[TASK TO CARRY OUT]: Beginning with the line where "Q: Point to every instance of the arched doorway" appears, restate the lines word for word through the last one in the listing.

--- DATASET EXTRACT ---

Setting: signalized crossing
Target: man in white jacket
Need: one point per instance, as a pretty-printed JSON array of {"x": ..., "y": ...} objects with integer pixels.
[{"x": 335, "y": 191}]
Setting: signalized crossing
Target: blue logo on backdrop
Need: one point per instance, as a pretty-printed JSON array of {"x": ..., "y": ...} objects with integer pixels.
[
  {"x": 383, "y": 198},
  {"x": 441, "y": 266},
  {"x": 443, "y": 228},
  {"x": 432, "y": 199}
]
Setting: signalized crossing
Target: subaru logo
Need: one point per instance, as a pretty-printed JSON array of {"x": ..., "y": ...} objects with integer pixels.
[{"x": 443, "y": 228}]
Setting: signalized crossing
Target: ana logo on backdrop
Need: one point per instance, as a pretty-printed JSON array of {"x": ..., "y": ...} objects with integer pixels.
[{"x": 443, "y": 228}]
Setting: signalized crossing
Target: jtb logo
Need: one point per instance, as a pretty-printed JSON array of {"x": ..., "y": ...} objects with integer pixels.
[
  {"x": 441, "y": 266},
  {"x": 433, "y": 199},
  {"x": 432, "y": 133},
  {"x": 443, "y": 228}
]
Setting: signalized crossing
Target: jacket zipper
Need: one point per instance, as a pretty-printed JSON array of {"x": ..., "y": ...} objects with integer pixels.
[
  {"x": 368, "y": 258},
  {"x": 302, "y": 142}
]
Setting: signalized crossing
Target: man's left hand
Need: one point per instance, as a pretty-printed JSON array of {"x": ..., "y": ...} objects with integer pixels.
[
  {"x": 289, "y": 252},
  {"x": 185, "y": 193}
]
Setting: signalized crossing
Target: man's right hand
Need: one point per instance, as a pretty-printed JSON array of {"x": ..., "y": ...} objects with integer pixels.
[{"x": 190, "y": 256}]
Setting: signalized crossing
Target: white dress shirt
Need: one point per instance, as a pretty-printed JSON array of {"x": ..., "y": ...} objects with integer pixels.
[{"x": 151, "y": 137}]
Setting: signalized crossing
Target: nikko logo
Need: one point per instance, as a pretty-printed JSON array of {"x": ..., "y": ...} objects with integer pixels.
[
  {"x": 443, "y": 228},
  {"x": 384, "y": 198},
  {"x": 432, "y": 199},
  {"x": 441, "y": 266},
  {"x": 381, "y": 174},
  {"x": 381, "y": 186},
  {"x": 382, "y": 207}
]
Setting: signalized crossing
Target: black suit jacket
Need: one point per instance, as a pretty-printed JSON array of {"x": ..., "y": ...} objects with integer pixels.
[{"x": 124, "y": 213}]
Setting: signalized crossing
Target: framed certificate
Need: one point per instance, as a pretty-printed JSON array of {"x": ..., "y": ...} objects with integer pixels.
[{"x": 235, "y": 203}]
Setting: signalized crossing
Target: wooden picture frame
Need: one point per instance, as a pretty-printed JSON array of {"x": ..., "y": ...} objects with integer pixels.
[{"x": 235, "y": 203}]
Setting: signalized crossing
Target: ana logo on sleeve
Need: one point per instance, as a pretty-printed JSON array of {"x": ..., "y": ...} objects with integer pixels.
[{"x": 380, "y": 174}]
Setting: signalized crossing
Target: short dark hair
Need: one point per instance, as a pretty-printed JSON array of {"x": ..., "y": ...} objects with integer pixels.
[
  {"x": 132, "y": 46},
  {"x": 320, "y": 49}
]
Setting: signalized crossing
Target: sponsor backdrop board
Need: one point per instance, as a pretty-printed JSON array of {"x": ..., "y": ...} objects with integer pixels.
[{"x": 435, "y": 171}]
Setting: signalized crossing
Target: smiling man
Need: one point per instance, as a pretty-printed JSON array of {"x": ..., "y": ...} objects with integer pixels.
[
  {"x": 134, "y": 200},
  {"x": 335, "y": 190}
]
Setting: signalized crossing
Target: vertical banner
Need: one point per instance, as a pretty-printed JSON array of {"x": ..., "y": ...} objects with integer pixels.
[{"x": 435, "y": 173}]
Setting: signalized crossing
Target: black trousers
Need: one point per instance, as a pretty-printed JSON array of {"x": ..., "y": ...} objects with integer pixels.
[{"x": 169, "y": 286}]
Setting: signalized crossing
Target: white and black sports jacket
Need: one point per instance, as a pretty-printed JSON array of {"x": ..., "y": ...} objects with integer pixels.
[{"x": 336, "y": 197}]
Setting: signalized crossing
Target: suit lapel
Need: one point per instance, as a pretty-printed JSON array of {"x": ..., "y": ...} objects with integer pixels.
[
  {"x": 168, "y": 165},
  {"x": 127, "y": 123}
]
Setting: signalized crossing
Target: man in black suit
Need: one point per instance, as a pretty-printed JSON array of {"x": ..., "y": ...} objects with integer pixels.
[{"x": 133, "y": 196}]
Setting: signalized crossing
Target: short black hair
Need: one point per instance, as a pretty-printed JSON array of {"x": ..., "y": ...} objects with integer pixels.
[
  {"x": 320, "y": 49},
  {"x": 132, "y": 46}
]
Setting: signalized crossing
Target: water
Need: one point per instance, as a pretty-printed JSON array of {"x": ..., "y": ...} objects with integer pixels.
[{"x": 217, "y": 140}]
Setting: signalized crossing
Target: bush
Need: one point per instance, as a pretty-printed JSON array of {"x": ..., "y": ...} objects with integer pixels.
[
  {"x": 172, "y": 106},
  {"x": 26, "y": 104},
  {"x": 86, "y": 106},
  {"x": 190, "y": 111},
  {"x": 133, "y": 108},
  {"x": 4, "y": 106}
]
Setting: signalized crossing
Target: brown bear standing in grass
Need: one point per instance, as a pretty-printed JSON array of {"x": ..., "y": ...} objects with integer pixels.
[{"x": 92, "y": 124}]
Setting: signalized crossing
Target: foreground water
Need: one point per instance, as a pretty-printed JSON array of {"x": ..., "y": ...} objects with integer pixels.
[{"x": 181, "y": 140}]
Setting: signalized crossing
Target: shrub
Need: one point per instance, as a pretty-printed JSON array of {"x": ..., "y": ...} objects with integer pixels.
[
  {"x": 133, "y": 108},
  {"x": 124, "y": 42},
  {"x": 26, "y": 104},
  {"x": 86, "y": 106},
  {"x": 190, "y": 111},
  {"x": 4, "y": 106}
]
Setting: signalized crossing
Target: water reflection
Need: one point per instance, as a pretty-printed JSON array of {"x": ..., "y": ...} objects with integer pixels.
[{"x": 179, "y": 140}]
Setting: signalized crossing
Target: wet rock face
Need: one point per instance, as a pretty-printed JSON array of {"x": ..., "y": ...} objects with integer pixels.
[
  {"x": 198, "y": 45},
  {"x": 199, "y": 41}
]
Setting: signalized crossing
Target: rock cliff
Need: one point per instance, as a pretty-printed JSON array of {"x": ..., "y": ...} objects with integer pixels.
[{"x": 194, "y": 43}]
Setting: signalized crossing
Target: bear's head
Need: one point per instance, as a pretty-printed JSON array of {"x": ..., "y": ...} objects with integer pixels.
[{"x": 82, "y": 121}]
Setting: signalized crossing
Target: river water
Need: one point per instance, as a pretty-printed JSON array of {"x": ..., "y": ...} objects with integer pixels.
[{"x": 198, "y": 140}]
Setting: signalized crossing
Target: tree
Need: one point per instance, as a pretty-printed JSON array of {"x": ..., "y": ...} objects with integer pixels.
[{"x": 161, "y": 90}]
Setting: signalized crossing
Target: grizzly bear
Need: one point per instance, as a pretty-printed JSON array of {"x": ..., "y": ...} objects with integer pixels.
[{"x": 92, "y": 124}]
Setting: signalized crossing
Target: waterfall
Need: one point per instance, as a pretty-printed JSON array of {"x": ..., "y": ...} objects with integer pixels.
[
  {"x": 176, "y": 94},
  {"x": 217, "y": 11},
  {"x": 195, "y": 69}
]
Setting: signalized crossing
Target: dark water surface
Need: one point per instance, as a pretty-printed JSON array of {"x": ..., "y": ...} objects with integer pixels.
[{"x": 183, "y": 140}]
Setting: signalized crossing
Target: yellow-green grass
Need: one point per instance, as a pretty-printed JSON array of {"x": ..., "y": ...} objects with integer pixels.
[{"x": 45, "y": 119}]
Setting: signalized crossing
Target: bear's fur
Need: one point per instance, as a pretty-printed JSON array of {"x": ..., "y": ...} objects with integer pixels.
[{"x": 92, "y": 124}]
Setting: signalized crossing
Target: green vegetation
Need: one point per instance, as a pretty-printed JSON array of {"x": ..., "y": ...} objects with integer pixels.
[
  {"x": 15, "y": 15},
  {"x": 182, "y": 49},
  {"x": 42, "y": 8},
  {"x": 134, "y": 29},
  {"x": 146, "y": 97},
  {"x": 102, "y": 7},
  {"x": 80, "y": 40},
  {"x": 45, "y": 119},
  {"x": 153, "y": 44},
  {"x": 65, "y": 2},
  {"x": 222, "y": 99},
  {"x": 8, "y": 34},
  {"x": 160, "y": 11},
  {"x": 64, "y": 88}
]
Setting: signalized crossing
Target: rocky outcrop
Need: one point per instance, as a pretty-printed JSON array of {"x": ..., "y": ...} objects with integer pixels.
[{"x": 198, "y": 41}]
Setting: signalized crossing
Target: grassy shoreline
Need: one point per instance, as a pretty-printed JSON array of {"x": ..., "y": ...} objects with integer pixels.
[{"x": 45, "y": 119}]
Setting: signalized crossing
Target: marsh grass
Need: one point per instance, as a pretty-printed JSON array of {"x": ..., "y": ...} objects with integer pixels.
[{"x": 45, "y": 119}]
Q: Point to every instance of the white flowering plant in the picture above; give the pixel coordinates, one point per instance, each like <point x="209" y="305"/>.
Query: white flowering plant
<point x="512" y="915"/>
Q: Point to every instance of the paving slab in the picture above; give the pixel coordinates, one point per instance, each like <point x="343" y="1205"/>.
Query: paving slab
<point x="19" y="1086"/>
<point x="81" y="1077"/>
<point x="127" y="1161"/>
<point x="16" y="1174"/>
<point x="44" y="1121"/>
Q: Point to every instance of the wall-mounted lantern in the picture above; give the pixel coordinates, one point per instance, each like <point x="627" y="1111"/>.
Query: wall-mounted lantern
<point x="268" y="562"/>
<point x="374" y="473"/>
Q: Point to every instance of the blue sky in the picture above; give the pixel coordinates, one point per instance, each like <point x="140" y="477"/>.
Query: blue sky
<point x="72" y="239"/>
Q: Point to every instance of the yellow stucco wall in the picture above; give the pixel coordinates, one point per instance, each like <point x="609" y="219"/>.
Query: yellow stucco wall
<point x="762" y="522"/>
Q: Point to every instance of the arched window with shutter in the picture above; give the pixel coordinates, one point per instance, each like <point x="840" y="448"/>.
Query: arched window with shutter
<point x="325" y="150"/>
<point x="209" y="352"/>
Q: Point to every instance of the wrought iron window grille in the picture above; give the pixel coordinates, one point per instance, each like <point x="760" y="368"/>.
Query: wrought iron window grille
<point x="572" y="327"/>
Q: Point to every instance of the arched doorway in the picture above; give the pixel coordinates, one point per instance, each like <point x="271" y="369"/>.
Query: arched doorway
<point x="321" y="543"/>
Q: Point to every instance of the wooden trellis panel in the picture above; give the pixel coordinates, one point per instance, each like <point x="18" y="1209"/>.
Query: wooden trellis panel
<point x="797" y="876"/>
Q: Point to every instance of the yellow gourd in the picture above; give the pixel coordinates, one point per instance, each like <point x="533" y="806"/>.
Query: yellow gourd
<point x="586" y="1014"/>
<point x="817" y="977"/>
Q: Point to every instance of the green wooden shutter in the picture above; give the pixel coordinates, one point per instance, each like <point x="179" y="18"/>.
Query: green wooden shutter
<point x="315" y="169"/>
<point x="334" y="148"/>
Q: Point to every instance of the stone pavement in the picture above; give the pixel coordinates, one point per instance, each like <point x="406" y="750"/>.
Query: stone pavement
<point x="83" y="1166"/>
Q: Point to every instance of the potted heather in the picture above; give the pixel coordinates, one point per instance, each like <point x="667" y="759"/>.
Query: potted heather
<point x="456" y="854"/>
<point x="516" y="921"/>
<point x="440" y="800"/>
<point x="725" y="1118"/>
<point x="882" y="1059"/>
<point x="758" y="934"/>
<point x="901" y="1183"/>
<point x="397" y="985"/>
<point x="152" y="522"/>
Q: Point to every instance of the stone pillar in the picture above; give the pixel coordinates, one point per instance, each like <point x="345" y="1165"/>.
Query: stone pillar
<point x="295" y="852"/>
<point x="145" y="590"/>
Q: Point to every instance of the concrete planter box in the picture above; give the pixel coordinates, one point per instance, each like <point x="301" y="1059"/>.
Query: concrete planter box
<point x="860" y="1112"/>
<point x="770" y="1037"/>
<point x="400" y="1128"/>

---

[PROBLEM SOLUTION]:
Q: Point to every instance of the arched doorway in the picture above; give the pixel coordinates, one point per instance, each like <point x="271" y="369"/>.
Query: arched doorway
<point x="321" y="543"/>
Q: Point to every instance of the wooden trellis panel in the picture above; give the pixel coordinates, one point per instance, each like <point x="18" y="1209"/>.
Query: wooden trellis panel
<point x="797" y="876"/>
Q: Point to every instance of the yellow gourd in the picture above; give the pixel coordinates, one point per instance, each like <point x="533" y="806"/>.
Query: yellow gourd
<point x="586" y="1014"/>
<point x="817" y="977"/>
Q: Point to every instance of the green wooden shutter in the picture above; give the pixel coordinates, one point per instance, each like <point x="179" y="18"/>.
Query: green wooden shutter
<point x="315" y="169"/>
<point x="334" y="148"/>
Q: Point to every instance of the stone pavement in the picture above; give the pixel coordinates, one point per instance, each like <point x="406" y="750"/>.
Query: stone pavement
<point x="83" y="1166"/>
Q: Point to every instance of the potted heather in the picture above; give the pixel coordinates, one point per instance, each like <point x="667" y="759"/>.
Query: potted heather
<point x="456" y="854"/>
<point x="516" y="921"/>
<point x="440" y="800"/>
<point x="725" y="1118"/>
<point x="882" y="1059"/>
<point x="758" y="934"/>
<point x="901" y="1183"/>
<point x="397" y="985"/>
<point x="152" y="522"/>
Q: Point to every instance of the stone pillar in the picture above; give the pixel coordinates, one point per instance, each like <point x="345" y="1165"/>.
Query: stone pillar
<point x="295" y="852"/>
<point x="145" y="590"/>
Q: Point to every instance of the concrete planter box in the picture above; give the pixel coordinates, one point per instance, each like <point x="301" y="1059"/>.
Query: concrete planter box
<point x="860" y="1112"/>
<point x="770" y="1037"/>
<point x="400" y="1128"/>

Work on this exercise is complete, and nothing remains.